THE RECORDS:

* * *

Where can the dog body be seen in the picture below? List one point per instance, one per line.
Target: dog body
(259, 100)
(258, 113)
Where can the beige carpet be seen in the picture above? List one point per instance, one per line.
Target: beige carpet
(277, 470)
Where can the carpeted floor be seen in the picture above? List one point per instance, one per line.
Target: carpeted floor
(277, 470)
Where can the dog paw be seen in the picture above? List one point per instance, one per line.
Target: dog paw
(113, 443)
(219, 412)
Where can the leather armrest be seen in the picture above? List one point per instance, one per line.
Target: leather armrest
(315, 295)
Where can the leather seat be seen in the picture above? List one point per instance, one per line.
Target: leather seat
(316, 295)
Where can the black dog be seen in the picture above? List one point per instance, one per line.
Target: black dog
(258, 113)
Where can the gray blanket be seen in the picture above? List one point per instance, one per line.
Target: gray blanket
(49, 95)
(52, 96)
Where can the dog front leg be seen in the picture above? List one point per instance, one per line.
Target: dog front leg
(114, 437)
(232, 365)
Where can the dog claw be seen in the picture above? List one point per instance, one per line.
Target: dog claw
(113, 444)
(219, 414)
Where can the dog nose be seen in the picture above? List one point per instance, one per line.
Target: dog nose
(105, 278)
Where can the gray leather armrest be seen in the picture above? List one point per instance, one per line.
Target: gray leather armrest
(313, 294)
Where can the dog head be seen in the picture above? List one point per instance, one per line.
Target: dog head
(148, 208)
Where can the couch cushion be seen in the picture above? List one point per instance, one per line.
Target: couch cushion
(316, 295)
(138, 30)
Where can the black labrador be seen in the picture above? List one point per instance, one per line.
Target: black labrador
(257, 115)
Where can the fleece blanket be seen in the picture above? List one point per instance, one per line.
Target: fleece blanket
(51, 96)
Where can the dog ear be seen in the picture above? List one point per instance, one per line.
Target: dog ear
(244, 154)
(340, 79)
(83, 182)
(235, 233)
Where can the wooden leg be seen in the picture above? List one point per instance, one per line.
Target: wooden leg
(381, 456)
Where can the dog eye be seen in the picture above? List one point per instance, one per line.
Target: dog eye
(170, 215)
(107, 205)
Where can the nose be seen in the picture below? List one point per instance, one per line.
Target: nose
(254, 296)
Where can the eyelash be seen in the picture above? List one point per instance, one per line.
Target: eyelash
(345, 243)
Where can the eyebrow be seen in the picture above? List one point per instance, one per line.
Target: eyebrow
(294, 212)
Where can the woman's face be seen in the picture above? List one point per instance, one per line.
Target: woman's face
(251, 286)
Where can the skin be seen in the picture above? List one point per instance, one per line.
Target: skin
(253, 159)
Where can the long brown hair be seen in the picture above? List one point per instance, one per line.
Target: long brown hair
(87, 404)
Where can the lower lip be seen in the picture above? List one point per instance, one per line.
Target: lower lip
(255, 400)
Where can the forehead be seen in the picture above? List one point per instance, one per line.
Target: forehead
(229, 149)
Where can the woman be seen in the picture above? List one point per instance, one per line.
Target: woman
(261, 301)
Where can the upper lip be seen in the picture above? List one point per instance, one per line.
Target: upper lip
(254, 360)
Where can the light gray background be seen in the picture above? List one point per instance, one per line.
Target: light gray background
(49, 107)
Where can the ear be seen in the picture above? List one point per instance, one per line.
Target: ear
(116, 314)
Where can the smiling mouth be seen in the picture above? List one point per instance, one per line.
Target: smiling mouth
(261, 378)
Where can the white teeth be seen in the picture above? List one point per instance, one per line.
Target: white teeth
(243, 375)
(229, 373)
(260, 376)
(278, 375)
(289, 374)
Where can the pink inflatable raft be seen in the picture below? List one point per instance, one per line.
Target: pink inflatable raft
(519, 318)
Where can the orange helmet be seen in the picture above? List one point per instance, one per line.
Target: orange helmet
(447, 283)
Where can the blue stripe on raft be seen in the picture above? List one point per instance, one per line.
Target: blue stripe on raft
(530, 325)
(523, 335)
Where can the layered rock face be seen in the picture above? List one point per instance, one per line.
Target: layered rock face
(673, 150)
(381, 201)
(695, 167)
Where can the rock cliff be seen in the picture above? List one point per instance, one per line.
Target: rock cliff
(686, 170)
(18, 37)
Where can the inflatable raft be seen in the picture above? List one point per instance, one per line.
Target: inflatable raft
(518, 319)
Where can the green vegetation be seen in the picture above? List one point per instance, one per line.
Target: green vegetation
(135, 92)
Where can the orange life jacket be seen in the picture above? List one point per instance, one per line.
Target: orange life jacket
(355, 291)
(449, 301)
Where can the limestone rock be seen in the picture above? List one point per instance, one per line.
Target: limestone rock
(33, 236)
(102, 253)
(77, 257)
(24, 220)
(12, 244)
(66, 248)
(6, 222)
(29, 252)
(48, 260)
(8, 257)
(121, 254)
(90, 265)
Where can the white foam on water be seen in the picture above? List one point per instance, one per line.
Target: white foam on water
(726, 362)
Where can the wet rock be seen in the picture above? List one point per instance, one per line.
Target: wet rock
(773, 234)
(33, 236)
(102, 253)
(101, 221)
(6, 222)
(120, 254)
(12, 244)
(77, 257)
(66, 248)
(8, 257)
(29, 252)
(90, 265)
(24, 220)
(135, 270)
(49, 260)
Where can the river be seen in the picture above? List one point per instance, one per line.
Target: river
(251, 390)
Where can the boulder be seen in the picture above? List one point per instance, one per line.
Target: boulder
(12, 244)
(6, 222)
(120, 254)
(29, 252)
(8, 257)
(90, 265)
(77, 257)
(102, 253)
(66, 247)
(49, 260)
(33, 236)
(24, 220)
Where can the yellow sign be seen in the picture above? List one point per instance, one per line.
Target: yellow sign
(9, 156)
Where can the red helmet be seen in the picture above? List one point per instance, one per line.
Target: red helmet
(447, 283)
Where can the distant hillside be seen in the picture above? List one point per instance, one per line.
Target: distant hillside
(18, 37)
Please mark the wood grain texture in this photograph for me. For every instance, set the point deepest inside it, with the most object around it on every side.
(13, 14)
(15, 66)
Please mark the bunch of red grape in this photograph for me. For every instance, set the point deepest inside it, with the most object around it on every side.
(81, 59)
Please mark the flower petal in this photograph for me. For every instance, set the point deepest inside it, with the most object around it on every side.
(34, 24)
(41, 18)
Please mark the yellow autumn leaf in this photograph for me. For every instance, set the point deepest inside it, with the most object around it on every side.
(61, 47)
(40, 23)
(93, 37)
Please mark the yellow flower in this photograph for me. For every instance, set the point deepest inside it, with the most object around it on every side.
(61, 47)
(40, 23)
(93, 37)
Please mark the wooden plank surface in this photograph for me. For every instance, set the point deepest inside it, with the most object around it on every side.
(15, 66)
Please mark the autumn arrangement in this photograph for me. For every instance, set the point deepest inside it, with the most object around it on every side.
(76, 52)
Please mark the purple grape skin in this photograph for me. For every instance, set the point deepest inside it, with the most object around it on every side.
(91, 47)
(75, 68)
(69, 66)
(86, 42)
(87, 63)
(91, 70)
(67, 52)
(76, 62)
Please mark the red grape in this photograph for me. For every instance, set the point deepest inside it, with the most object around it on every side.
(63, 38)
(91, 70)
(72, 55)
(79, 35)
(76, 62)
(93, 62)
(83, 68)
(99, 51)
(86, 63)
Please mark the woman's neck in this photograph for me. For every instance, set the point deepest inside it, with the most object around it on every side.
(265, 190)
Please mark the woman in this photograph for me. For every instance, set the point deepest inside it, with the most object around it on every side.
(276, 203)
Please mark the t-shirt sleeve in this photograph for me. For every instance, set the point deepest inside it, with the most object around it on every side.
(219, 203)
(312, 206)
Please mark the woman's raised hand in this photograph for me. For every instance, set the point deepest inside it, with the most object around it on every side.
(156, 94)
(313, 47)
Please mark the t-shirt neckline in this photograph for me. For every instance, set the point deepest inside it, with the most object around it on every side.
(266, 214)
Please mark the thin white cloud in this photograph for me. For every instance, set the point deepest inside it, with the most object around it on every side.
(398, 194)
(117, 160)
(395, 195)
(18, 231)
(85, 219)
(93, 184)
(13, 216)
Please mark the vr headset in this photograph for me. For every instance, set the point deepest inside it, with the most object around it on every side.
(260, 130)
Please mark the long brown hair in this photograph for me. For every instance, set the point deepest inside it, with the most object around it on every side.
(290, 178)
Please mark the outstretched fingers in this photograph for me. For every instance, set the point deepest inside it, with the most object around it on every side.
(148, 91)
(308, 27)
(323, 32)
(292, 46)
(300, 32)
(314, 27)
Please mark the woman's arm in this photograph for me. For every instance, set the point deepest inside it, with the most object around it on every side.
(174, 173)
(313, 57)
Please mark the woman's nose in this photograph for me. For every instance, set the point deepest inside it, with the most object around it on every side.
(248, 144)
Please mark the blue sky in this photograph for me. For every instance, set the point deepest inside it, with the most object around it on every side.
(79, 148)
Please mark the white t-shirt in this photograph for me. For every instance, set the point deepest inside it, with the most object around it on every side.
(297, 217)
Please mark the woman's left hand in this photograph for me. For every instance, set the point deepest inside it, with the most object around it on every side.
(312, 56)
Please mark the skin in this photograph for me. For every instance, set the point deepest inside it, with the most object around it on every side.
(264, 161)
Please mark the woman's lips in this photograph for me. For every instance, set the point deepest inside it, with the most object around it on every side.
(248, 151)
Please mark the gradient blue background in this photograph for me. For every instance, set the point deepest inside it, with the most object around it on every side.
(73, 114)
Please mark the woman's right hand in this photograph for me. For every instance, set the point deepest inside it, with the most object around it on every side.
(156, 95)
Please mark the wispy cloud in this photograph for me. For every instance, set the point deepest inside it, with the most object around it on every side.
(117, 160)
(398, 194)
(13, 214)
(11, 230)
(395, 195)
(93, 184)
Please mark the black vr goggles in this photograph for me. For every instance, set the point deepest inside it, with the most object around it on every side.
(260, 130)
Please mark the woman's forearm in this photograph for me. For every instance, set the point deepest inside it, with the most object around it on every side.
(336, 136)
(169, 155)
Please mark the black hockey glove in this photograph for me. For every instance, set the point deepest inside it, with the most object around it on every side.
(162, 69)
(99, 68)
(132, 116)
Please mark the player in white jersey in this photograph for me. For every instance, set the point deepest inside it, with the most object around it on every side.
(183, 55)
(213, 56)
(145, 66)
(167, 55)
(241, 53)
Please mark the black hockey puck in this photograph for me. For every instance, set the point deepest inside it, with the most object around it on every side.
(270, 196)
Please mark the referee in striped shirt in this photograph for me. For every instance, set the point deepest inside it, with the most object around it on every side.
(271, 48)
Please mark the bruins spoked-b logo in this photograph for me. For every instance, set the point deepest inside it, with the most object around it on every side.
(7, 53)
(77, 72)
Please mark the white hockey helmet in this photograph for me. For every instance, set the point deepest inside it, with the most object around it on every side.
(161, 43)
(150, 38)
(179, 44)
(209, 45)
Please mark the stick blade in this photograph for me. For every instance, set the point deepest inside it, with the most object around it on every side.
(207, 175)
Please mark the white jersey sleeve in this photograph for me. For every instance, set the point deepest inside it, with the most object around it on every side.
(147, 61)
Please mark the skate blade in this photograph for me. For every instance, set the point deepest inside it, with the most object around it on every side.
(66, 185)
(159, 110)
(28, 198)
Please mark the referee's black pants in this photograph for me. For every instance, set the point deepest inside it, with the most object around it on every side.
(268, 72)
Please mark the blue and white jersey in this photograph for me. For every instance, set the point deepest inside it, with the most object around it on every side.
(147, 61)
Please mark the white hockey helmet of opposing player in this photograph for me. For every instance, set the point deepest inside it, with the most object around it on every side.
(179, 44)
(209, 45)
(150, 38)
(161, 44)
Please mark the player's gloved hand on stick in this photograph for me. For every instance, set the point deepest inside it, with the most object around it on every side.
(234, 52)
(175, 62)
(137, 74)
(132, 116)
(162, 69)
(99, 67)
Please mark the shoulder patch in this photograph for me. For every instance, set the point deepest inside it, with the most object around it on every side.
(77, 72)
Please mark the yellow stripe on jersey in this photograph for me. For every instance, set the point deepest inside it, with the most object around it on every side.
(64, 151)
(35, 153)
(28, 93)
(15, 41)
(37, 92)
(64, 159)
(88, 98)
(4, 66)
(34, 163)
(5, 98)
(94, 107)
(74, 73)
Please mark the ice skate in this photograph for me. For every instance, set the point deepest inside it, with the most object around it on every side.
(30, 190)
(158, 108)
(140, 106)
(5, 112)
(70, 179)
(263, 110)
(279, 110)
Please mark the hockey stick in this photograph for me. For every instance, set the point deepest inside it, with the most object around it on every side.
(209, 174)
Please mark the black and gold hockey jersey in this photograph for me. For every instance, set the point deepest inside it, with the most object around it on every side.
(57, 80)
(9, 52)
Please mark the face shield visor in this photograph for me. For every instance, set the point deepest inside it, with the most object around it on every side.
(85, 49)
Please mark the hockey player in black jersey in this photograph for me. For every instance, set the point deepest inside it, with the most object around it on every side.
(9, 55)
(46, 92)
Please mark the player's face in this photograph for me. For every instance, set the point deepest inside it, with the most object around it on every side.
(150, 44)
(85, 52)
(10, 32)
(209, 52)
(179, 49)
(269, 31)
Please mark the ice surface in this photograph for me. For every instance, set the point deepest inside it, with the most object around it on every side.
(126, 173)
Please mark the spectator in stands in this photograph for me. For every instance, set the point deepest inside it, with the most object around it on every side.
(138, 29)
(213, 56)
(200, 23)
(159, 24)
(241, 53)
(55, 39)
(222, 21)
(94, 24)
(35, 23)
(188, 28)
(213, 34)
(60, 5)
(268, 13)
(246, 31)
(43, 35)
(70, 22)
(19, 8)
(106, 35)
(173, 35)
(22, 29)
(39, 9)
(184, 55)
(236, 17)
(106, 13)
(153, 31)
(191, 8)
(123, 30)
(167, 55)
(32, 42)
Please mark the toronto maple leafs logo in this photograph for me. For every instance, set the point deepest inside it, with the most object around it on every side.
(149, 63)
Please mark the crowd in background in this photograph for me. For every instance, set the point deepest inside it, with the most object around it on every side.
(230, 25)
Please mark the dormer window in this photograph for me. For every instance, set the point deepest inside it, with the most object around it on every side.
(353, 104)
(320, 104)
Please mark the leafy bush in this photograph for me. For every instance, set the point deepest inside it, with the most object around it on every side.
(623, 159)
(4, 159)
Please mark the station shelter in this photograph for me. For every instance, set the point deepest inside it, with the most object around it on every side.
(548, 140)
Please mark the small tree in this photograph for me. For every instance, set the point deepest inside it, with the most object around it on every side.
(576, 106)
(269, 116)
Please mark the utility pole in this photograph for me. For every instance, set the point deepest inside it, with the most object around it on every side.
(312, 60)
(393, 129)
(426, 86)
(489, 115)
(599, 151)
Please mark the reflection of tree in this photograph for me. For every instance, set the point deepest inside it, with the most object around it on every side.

* * *

Using the material above, extract the line that contains "Please mark the dormer" and every line after it, exactly as given; stop at the last line.

Please mark the dormer window in this photograph for me. For every instance, set the point deepest inside it, with the most object around it on every side.
(353, 104)
(320, 104)
Please mark the leafy bush in this photograph for me. For every instance, set the point deepest inside it, with the most object around it on every side.
(623, 159)
(4, 159)
Please mark the station shelter in this photograph for me. For every instance, set the point deepest inside it, with the most object around it on every side.
(548, 140)
Please mark the small tree in this photograph for me. For every instance, set the point deepest inside it, with the most object around it on every side.
(576, 106)
(269, 116)
Please mark the utility pole in this photograph for me. For every instance, set the point deepest inside it, with the most object around it on every side.
(312, 60)
(393, 129)
(426, 86)
(489, 115)
(599, 151)
Please mark the reflection of tree in this photograph for me. For every instance, set the point deepest inside it, with the most object around it on every side.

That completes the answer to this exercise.